**Extract to read**
Re: [PATCH v3] PCI/ASPM: Enable ASPM for bridge-to-bridge link

From: Bjorn Helgaas
Date: Wed May 06 2020 - 17:29:51 EST


On Wed, May 06, 2020 at 09:14:38AM +0300, Mika Westerberg wrote:
> On Wed, May 06, 2020 at 01:34:21AM +0800, Kai-Heng Feng wrote:
> > The TI PCIe-to-PCI bridge prevents the Intel SoC from entering power
> > state deeper than PC3 due to disabled ASPM, consumes lots of unnecessary
> > power. On Windows ASPM L1 is enabled on the device and its upstream
> > bridge, so it can make the Intel SoC reach PC8 or PC10 to save lots of
> > power.
> >
> > In short, ASPM always gets disabled on bridge-to-bridge link.
>
> Excelent finding :) I've heard several reports complaining that we can't
> enter PC10 when TBT is enabled and I guess this explains it.

I'm curious about this. I first read this patch as affecting
garden-variety Links between a Root Port or Downstream Port and the
Upstream Port of a switch. But the case we're talking about is
specifically when the downstream device is PCI_EXP_TYPE_PCI_BRIDGE,
i.e., a PCIe to PCI/PCI-X bridge, not a switch.

**Problem**
Can you transcribe everything in the ASPM patch email from "I'm curious about" down to "not a switch."? You won't need the material for anything.

**Data block**
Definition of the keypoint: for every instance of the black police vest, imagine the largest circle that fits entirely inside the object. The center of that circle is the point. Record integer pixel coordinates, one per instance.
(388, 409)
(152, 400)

**Written answer**
I'm curious about this. I first read this patch as affecting
garden-variety Links between a Root Port or Downstream Port and the
Upstream Port of a switch. But the case we're talking about is
specifically when the downstream device is PCI_EXP_TYPE_PCI_BRIDGE,
i.e., a PCIe to PCI/PCI-X bridge, not a switch.